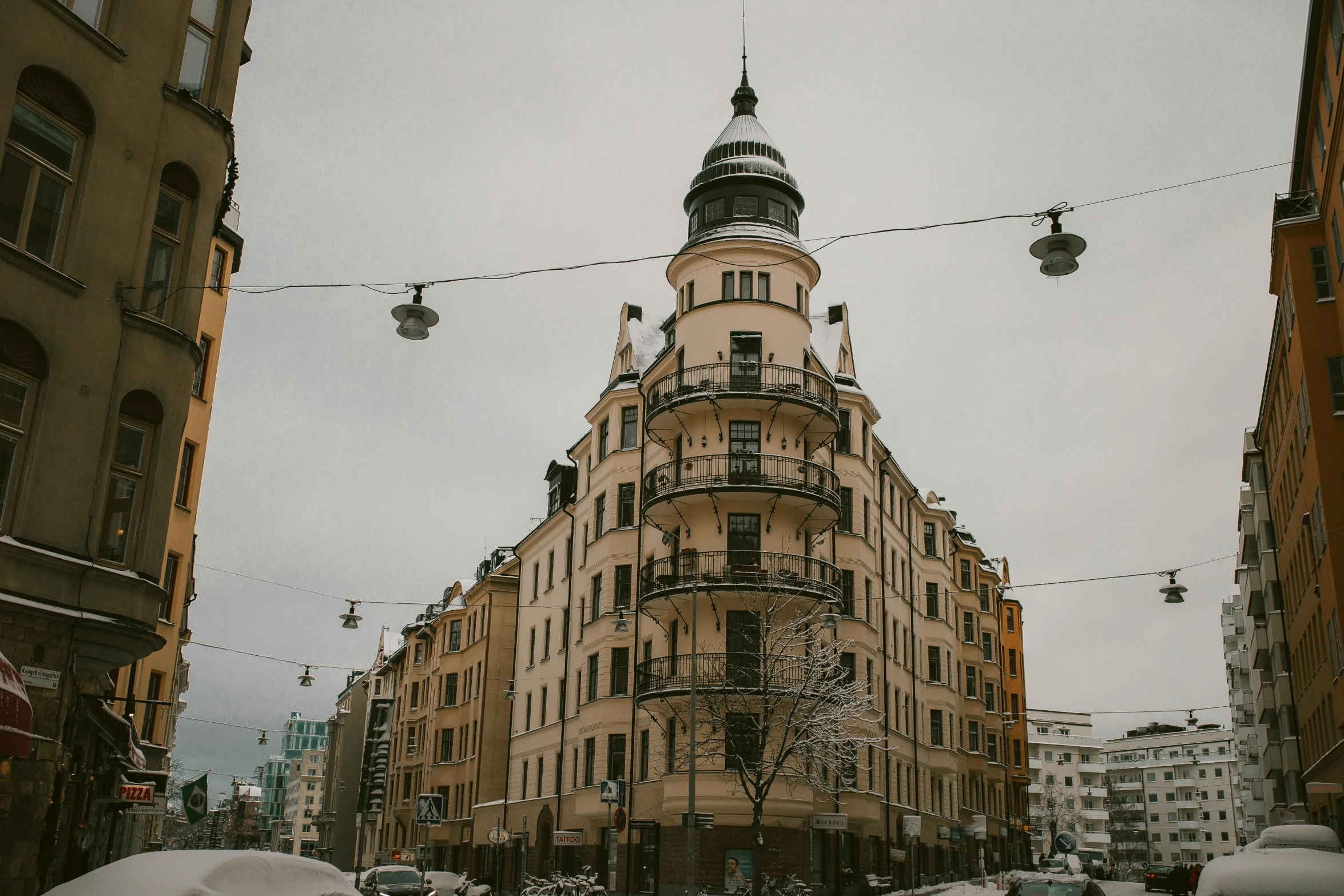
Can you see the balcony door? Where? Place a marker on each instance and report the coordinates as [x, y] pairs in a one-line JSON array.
[[743, 540], [743, 451], [742, 668], [746, 360]]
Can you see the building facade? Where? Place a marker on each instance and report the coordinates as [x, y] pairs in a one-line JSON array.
[[113, 187], [1300, 435], [1068, 789], [1014, 672], [305, 794], [1184, 782], [730, 457]]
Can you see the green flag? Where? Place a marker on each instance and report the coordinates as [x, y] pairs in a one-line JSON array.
[[194, 800]]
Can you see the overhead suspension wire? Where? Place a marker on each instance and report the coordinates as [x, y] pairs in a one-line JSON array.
[[397, 288]]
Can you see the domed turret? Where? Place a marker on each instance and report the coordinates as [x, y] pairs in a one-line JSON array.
[[743, 187]]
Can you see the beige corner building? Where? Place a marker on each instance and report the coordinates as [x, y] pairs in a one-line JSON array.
[[114, 252], [730, 455]]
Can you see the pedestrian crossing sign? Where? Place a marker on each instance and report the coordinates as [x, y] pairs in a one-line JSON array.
[[429, 809]]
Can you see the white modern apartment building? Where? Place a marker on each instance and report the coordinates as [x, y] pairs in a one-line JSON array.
[[1187, 783], [1065, 764], [304, 801]]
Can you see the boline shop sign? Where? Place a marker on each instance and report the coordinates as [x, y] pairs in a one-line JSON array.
[[136, 793]]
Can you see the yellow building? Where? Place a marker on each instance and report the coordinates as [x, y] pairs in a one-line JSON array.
[[731, 457]]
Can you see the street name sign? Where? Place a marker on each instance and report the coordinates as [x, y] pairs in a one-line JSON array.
[[429, 809], [831, 822]]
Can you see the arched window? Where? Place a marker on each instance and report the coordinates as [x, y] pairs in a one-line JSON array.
[[22, 364], [41, 160], [178, 186], [140, 413]]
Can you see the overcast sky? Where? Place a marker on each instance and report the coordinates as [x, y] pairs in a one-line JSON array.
[[1082, 428]]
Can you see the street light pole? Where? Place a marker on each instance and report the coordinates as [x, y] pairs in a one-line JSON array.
[[690, 800]]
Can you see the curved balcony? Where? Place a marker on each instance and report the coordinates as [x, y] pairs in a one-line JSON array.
[[788, 391], [788, 481], [739, 571], [739, 674]]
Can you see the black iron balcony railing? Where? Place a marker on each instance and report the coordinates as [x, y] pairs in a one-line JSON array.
[[737, 672], [1300, 205], [739, 571], [776, 382], [742, 472]]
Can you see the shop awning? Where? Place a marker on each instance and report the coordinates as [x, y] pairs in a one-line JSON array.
[[15, 712]]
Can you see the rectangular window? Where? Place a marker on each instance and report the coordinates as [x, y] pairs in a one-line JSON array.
[[620, 672], [120, 508], [1335, 372], [625, 505], [616, 756], [451, 690], [629, 428], [1322, 274]]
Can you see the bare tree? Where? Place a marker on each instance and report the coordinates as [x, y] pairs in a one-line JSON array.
[[1058, 812], [786, 710]]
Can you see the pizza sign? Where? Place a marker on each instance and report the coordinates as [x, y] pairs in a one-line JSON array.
[[136, 793]]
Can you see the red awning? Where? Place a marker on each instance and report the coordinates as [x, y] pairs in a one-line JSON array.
[[15, 712]]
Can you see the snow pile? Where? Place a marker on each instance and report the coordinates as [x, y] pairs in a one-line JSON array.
[[647, 341], [210, 872], [1274, 872]]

----

## WHAT THIS TASK INVOLVES
Copy out every line of text from the entries above, word for word and in the same order, leaving out the picture.

## RESULT
Can you see the balcony door? Where? Place a marker on each instance and report the coordinates as [x, y] pairs in a one-line JSON array.
[[743, 540], [743, 451], [742, 668], [746, 360]]
Can you see the building facade? Where? Place a marker on each instance and report the coordinates as [x, y] pairs in a one-line JSON array.
[[113, 187], [1300, 435], [1068, 789], [1014, 672], [305, 794], [1184, 782], [730, 457]]
Can you see the green flag? Where? Place a marker on each instance and report the coordinates as [x, y] pairs in a one-line JSON array.
[[194, 800]]
Can you see the overhead suspension wire? Where? Place a marker on each instance and report the coordinates as [x, y] pairs in a one-line JSON array.
[[397, 288]]
Can you see the domed turret? Where? Place a marker on each instance and report the coordinates as [x, y] pairs in a one-line JSON array.
[[743, 187]]
Can you see the beige corner building? Where? Place a marker on each instance and report the coordinates as [x, y] pairs in a one-line JSON array.
[[114, 252], [730, 455]]
Can you see the pedestrian crossing sign? Where? Place a marker on each instance and report the coordinates as [x, y] pairs in a one-line JSON array.
[[429, 809]]
Can you see the white modern apartment building? Where? Place a marker on each instance and report the coordinates as [x, y] pairs in a one-line JSON array.
[[1187, 783], [1065, 764], [304, 801]]
Can you see the boline shop sign? Where? Place a marker on each instance and report the coordinates as [x, y] pairs in a one-line JSON array.
[[136, 793]]
Can you see the yellow building? Where? Place a marker on each instance and report the coordinates as [x, y] pairs in a one-line JSON array.
[[731, 457]]
Can you see the street name sign? Where? Place a marker on each instance and report the coordinates as [x, y] pairs in a one-line JSON array.
[[429, 809], [831, 822]]
Can you see the arched window? Where? Place a marker on each instance and report the coordinates as [x, y] pairs in a one-line JSON array.
[[22, 364], [41, 160], [178, 186], [140, 413]]
Can you see the overcast sky? Where? Place a marker on each instance and report the coordinates as [x, y] pairs in a one-line JSON array.
[[1082, 428]]
Can you see the street light pole? Where? Place a marker on each instance and report the coordinates as [x, y] pairs in a one-line JSON array.
[[690, 800]]
Can you see the curved balcony? Where? Place a marker on each instance and report the coordinates as [x, y] pairs in a one-line JSON array.
[[788, 391], [788, 481], [739, 571], [739, 674]]
Can you see the black iron balcony railing? Where? Place a marker on each instance and report the coordinates as [x, y] pairs in a one-line JSON array.
[[737, 672], [1300, 205], [739, 571], [776, 382], [742, 472]]
Can you see the shop awning? Where? Place a marker on each instance and report the coordinates as [x, y] pairs in a one-line JSON array.
[[15, 712]]
Can you see the rectangular window? Where? Place a marker on each instance and report the coordinates as [x, y] pairs in a one-line JSON array.
[[620, 672], [120, 508], [1335, 372], [625, 505], [616, 756], [451, 690], [629, 428], [1322, 274]]
Can you see the bare tree? Where? Place a marker on each instance and report the coordinates as [x, y] pairs in a one-line JSON array.
[[1058, 812], [786, 710]]
Can you see the pizza sign? Where? Place a marker on each instance and report the coordinates as [x, y] pairs in a one-line JSON array.
[[136, 793]]
Can you see the red awning? Where? Place a marker on each instance and report the coordinates as [x, y] pairs in a one-line JSON array.
[[15, 712]]
Can you see the snow pile? Where? Place a marker on each instance and report the coordinates as [x, y] pairs in a one-line JSON array.
[[647, 341], [210, 872], [1274, 872]]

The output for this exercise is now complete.